:: Exercise objective ::
Please return every record exactly as it appears.

Source data
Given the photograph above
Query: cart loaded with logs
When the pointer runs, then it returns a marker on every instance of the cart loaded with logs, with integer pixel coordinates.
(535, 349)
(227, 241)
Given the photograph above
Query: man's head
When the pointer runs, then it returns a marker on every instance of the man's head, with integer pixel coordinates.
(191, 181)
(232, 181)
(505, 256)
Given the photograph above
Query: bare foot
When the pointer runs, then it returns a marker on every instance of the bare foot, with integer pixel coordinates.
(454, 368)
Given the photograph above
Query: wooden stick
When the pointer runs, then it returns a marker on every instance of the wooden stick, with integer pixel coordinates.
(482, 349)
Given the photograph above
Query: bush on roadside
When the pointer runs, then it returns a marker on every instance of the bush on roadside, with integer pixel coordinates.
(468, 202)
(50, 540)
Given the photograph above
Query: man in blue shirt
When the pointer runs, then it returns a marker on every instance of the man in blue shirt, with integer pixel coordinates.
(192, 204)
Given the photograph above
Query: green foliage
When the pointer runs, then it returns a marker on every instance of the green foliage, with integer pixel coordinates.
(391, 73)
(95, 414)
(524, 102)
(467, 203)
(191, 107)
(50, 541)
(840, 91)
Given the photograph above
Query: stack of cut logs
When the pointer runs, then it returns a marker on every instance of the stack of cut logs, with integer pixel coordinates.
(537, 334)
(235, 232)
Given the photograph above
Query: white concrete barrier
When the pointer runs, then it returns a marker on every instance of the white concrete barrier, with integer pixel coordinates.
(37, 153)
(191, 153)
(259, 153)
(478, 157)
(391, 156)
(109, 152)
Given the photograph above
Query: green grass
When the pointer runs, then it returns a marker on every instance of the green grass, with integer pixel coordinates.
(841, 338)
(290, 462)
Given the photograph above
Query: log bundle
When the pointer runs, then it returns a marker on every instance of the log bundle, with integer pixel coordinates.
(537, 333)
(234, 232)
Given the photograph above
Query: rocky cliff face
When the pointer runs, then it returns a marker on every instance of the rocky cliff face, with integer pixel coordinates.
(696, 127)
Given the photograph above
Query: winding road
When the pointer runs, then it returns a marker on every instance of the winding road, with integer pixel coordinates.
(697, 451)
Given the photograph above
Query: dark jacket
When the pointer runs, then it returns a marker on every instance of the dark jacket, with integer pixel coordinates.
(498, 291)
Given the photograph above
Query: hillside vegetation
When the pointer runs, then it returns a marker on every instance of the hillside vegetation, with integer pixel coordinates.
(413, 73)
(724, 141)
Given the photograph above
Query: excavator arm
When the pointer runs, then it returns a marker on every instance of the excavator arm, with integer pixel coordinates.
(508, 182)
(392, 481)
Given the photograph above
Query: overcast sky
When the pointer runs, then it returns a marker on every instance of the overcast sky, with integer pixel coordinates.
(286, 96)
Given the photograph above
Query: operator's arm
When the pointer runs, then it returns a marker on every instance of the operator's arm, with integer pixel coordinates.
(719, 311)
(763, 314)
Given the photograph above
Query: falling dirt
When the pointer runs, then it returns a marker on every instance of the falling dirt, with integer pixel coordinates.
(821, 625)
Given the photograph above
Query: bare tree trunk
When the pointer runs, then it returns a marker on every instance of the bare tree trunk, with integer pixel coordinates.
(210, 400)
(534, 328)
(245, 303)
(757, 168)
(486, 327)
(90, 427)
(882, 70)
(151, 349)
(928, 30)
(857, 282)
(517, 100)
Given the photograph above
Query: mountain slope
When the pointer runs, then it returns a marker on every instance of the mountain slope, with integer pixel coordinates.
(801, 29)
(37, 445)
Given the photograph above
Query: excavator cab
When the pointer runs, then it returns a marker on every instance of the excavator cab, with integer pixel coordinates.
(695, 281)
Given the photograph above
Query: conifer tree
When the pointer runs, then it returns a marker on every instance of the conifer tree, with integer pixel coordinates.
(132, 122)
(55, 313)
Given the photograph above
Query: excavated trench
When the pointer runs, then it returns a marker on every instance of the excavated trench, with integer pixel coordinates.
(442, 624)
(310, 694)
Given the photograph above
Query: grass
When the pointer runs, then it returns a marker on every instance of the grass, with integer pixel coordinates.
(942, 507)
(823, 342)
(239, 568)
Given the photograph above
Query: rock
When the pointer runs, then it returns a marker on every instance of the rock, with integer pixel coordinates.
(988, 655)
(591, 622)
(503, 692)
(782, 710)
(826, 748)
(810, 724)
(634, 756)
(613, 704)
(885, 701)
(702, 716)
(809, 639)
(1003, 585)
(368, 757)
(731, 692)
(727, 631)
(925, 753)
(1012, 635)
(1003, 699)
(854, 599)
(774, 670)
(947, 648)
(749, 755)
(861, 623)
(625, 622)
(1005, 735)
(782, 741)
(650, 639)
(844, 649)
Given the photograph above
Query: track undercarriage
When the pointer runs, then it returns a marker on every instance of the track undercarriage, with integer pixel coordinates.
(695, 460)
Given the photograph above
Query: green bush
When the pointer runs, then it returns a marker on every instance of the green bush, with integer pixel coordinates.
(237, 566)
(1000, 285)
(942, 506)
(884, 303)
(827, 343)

:: Solution to this exercise ::
Given the photograph above
Query: cart loaded with logs
When the pointer runs, then it returns a marker on every instance of the cart loaded with logs, with integer pixel coordinates.
(535, 349)
(227, 241)
Given the photograph above
Query: man's head
When the pointer runs, then it returns a marker on every instance of the man's head, with integer pixel coordinates.
(191, 181)
(232, 181)
(505, 256)
Given the photograph above
Query: bare foot
When the pointer runs, then it returns a marker on every instance of the bare foot, with integer pixel coordinates.
(454, 368)
Given the photograph above
Query: wooden stick
When the pointer runs, then it returns a marker on every instance of the wooden stick, with integer pixel coordinates.
(482, 349)
Given the photograph above
Query: bush on roadside
When the pointer runs, then it returns a marker on every instance of the bush on roadside, with integer pixel coordinates.
(468, 202)
(50, 540)
Given the photograph above
Query: man in blue shirt
When the pointer runs, then it returns a marker on every instance of the man in blue shirt, with integer pixel coordinates.
(192, 204)
Given the photograph above
Query: green foliage
When the pointer runs, then it returns a marker on every instance of the green foliage, with integer pixel coordinates.
(391, 73)
(95, 414)
(524, 102)
(467, 203)
(191, 107)
(50, 541)
(840, 91)
Given the photograph above
Query: stack of cut logs
When the pointer runs, then it returns a marker on every instance of the stack of cut logs, with integer pixel coordinates.
(537, 334)
(235, 232)
Given the photograph above
Query: white concrete barrier
When the pointer runs, then it returns a marker on every instance of the white concrete barrier, with integer pixel coordinates.
(37, 153)
(191, 153)
(259, 153)
(478, 157)
(391, 156)
(109, 152)
Given the photograph above
Query: green grass
When the pointer runs, then it returns a marker on every instance of the green grass, with integer pixel coordinates.
(841, 338)
(290, 462)
Given the photograph above
Query: log bundle
When the pointer runs, then it returns a marker on every instance of the log bundle, with integer pixel coordinates.
(537, 333)
(234, 232)
Given the photograph above
Query: rocky cliff face
When the pointer runs, then it returns a marker on every instance of the rocky cliff face, with integer pixel coordinates.
(696, 127)
Given the photograph above
Query: winding road
When the pointer runs, then it returns a marker on every instance of the winding road, with integer pixel coordinates.
(697, 451)
Given the photograph above
Query: dark jacket
When the pointer runs, then it returns a marker on every instance of the dark jacket, with integer pixel coordinates.
(498, 291)
Given the photograph above
Query: hillside vegetation
When the pointer runs, then it returns a marker on every instance of the hillside vegetation, with integer pixel coordinates.
(413, 73)
(724, 141)
Given the photograph above
Query: excavator arm
When the pointer runs, then it returns a marker on every instance of the excavator arm, with integer pixel coordinates.
(508, 182)
(392, 481)
Given the photograph above
Query: overcast sky
When the pointer runs, then it returns a marker on every instance of the overcast sky, with integer pixel coordinates.
(286, 96)
Given the photograph above
Query: operator's arm
When the pointer runs, then it returns a marker on every instance of the operator's arm, with integer pixel coordinates.
(719, 311)
(763, 314)
Given the photograph above
Query: falling dirt
When the pointer runs, then it returns a marker on every instance of the falling dirt, with integer pixel coordinates.
(821, 625)
Given the photograph above
Query: bare tree trunk
When the pointer runs, then it returns a marker on every instance of the bare tree trunk, with integer pixel coordinates.
(210, 400)
(534, 328)
(245, 303)
(757, 168)
(486, 327)
(90, 427)
(882, 70)
(151, 349)
(928, 30)
(857, 282)
(517, 100)
Given the photograph above
Query: mountain slope
When the pointer runs, then it returns a marker on every instance of the mountain slope, with integer pixel coordinates.
(801, 29)
(37, 445)
Given the photograph above
Query: excavator cab
When the pointer runs, then it returns a marker on every instance of the excavator cab, with integer pixel coordinates.
(695, 281)
Given the photograph above
Query: conifer tree
When the pointer runs, then it returns a marker on every instance of the conifer tree, with integer pixel coordinates.
(132, 122)
(55, 313)
Given the photograph above
Query: excavated trench
When the pointer runs, then it returns a marker on every instance of the excavated trench, with integer pixel coordinates.
(442, 624)
(310, 694)
Given the photograph above
Query: grass
When the pointer runs, then it returns a marker on every instance of the grass, with integer pixel coordinates.
(942, 507)
(823, 342)
(239, 568)
Given the photograph above
Query: rock
When the pointer runs, then it returns a marker on every instance of the rock, with integer pixel coordinates.
(988, 655)
(591, 622)
(503, 692)
(782, 710)
(826, 748)
(810, 724)
(634, 756)
(613, 704)
(885, 701)
(702, 716)
(809, 639)
(1003, 585)
(368, 757)
(731, 692)
(727, 631)
(925, 753)
(1012, 635)
(1003, 699)
(854, 599)
(774, 670)
(947, 648)
(749, 755)
(861, 623)
(625, 622)
(1005, 735)
(782, 741)
(650, 639)
(844, 649)
Given the photograph above
Query: track undercarriage
When the pointer runs, then it returns a marker on every instance of the track undercarriage, with integer pixel coordinates.
(695, 460)
Given the photograph above
Query: green bush
When the pointer runs, then it returns a marker on every instance of the green bush, with integer pixel coordinates.
(237, 566)
(1000, 285)
(942, 506)
(884, 303)
(827, 343)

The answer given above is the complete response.